[BEGIN Document extract]

12. (SBU) Even if all parties break the stalemate, the President
said she will pursue other options to avoid a BR energy monopoly.
The GOL plans to issue an expression of interest for a 20-megawatt
heavy-fuel oil (HFO) independent power project, and the President
said Soros Economic Development Fund may provide some financing.
[Note: American firms such as Contour Global and Ormeco
International, sensing the GOL's flagging enthusiasm for BR, have
made exploratory trips to Monrovia in recent months, and assured
Econoffs they could deliver power production by the end of 2010,
according to BR's original timeframe, but at less than half the
cost. End Note.]

COMMENT
--------------


13. (SBU) The proposed tariff is untenable. Beyond the question of
a viable management contract and subsidies to LEC, expensive power
hobbles economic growth and sets formidable barriers to entry for
would-be entrepreneurs. USAID will continue to advocate for a
transparent and competitive process that puts the long-term
interests of Liberia first.


14. (SBU) BR's reluctance to renegotiate with the GOL or share
information with donors may be within its rights, but it provokes
avoidable suspicion and limits donors' inclination to defend the
project's strengths. Greeted two years ago as a new model for green
investment and the solution to Liberia's energy shortage, BR appears
alarmed by its fast-eroding political clout, and seems to be
circling the wagons. We hope that its intractable stance on pricing
is a negotiating tactic rather than a definitive assessment of its
own long-term interests. A failing LEC with tariffs too high to
sustain an increasing base of residential and small business
customers cannot be BR's recipe for sustained growth; if a
negotiator compels BR to recognize this reality, a deal may still be
salvaged.

[END Document extract]
[BEGIN Material for the task]

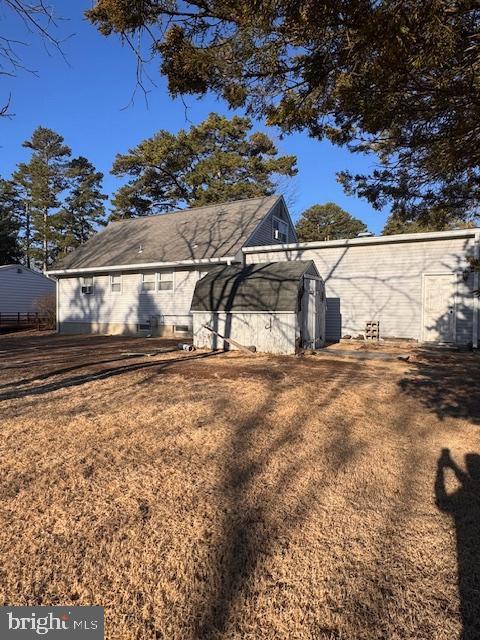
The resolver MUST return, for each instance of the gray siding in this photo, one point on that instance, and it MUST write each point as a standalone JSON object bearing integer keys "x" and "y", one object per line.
{"x": 19, "y": 291}
{"x": 269, "y": 332}
{"x": 384, "y": 282}
{"x": 263, "y": 234}
{"x": 110, "y": 312}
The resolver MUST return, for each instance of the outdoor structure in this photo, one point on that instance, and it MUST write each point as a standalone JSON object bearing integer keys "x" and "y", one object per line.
{"x": 20, "y": 287}
{"x": 276, "y": 307}
{"x": 418, "y": 286}
{"x": 138, "y": 276}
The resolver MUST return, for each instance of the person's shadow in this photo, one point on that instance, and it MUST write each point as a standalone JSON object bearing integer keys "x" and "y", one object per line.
{"x": 464, "y": 507}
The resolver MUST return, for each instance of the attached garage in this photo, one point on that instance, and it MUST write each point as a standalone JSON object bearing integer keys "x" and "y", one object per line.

[END Material for the task]

§ **To-do list**
1) Duplicate the raw listing above verbatim, line by line, leaving out the pictures.
2) Continue the passage on Liberia's electricity supply and the tariff dispute, beginning after its final sentence.

§ **Answers given**
1)
The resolver MUST return, for each instance of the gray siding in this photo, one point on that instance, and it MUST write each point as a standalone JSON object bearing integer keys "x" and "y", one object per line.
{"x": 19, "y": 291}
{"x": 269, "y": 332}
{"x": 384, "y": 282}
{"x": 263, "y": 234}
{"x": 110, "y": 312}
The resolver MUST return, for each instance of the outdoor structure in this photo, one point on that instance, and it MUST write each point as a standalone JSON object bearing integer keys "x" and "y", one object per line.
{"x": 20, "y": 287}
{"x": 276, "y": 307}
{"x": 418, "y": 286}
{"x": 138, "y": 276}
The resolver MUST return, for each instance of the person's shadow in this photo, one point on that instance, and it MUST write each point as a standalone JSON object bearing integer keys "x" and "y", one object per line.
{"x": 464, "y": 507}
The resolver MUST return, for each instance of the attached garage in this photo, one point on that instance, and it MUST write each point as a standalone JSON object bearing integer keys "x" and "y", one object per line.

2)
MONROVIA 00000725 003 OF 003




15. (SBU) If BR fails to lower the tariff, heavy-fuel oil may be a
viable interim solution, bridging the gap between diesel and
lower-price hydroelectric and biomass options. BR's model may be
less novel than they represent; equipment for biomass and biofuel
power plants is widely manufactured, and another provider could
replicate BR's project in three years' time. However, the GOL will
need to carefully ensure that the unraveling of a highly-publicized
project does not discourage future infrastructure investment.


16. (SBU) BRF, for its part, has invested too much to abandon
Liberia entirely. The parent company threatens to withdraw if the
BR deal flounders, imperiling hundreds of jobs in Buchanan. But
given that the wood chip export business appears to be a growth
industry, BRF's presence is likely assured, and the benefits to
small-scale rubber farmers will persist. Further, the parent
company would maintain its technical services subsidiary, which
employs otherwise-idle heavy machinery on road construction and port
operations.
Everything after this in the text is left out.